* _Data listing_:
* * * *

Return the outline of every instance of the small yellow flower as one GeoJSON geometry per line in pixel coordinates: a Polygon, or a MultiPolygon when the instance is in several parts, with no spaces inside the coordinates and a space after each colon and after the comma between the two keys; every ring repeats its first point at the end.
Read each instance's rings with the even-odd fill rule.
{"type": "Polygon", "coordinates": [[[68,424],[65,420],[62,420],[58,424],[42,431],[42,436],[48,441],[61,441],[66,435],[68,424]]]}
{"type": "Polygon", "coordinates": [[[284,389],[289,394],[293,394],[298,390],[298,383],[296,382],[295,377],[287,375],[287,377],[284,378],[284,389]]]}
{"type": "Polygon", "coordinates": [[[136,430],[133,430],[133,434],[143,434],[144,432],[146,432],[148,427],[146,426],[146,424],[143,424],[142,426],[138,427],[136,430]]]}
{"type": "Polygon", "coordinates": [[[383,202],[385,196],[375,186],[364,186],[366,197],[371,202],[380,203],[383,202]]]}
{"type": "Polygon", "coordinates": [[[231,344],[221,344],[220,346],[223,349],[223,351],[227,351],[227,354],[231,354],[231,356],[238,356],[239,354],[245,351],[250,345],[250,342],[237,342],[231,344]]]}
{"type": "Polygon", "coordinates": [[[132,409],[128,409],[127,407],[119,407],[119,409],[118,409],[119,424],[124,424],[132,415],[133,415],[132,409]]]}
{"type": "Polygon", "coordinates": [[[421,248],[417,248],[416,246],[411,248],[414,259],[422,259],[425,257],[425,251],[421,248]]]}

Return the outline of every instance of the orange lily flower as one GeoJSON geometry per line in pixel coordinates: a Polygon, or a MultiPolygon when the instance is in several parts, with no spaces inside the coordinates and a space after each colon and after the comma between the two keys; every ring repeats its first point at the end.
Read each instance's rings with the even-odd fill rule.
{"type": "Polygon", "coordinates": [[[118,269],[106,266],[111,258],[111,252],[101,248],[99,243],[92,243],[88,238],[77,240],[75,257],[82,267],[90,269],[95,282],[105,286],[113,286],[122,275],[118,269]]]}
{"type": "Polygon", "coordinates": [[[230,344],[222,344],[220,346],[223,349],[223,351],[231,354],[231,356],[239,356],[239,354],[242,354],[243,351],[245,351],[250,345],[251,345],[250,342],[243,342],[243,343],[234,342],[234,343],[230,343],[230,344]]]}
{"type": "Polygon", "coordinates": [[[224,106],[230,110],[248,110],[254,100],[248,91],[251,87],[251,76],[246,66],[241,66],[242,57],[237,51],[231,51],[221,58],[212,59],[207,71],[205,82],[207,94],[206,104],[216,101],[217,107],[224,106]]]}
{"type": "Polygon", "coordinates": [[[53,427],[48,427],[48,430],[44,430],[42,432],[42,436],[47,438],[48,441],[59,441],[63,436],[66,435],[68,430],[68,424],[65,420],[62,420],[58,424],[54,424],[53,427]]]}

* * * *

Copy out all of the material above, swapping each occurrence of "even-odd" for "nonzero" and leaving every other character untouched.

Return the outline of every instance of the small yellow flower as one GeoJSON geometry per line in pixel coordinates: a Polygon, or a MultiPolygon when the instance is in several parts, with no spaces inside the coordinates and a space after each colon and after the comma between the two keys; every ring repeats its first point at the end.
Read each instance's rings with the nonzero fill rule.
{"type": "Polygon", "coordinates": [[[68,424],[65,420],[62,420],[58,424],[42,431],[42,436],[48,441],[61,441],[66,435],[68,424]]]}
{"type": "Polygon", "coordinates": [[[284,389],[289,394],[293,394],[298,390],[298,383],[296,382],[295,377],[287,375],[287,377],[284,378],[284,389]]]}
{"type": "Polygon", "coordinates": [[[136,430],[133,430],[133,434],[143,434],[144,432],[146,432],[148,427],[146,426],[146,424],[143,424],[142,426],[138,427],[136,430]]]}
{"type": "Polygon", "coordinates": [[[383,202],[385,196],[375,186],[364,186],[366,197],[371,202],[380,203],[383,202]]]}
{"type": "Polygon", "coordinates": [[[231,344],[221,344],[220,346],[223,349],[223,351],[227,351],[227,354],[231,354],[231,356],[238,356],[239,354],[245,351],[250,345],[250,342],[237,342],[231,344]]]}
{"type": "Polygon", "coordinates": [[[132,409],[128,409],[127,407],[119,407],[119,409],[118,409],[119,424],[124,424],[132,415],[133,415],[132,409]]]}
{"type": "Polygon", "coordinates": [[[421,248],[417,248],[416,246],[411,248],[414,259],[422,259],[425,257],[425,251],[421,248]]]}

Return the outline of every instance of the orange lily flower as one GeoJSON geometry per line in pixel coordinates: a Polygon, or a MultiPolygon when the instance is in several parts, with no spaces inside the coordinates and a space after each colon and after the comma between the two keys; every ring repeats its first point at the end.
Read each instance's rings with the nonzero fill rule.
{"type": "Polygon", "coordinates": [[[118,269],[106,266],[111,258],[111,252],[101,248],[99,243],[92,243],[88,238],[77,240],[75,257],[82,267],[90,269],[95,282],[105,286],[113,286],[122,275],[118,269]]]}
{"type": "Polygon", "coordinates": [[[230,344],[222,344],[220,346],[223,349],[223,351],[231,354],[231,356],[239,356],[239,354],[242,354],[243,351],[245,351],[250,345],[251,345],[250,342],[243,342],[243,343],[234,342],[234,343],[230,343],[230,344]]]}
{"type": "Polygon", "coordinates": [[[224,106],[230,110],[248,110],[254,100],[248,91],[251,87],[251,76],[246,66],[241,66],[242,57],[237,51],[231,51],[221,58],[212,59],[207,71],[205,82],[207,94],[206,104],[216,101],[217,107],[224,106]]]}
{"type": "Polygon", "coordinates": [[[53,427],[48,427],[48,430],[44,430],[42,432],[42,436],[47,438],[48,441],[59,441],[63,436],[66,435],[68,430],[68,424],[65,420],[62,420],[58,424],[54,424],[53,427]]]}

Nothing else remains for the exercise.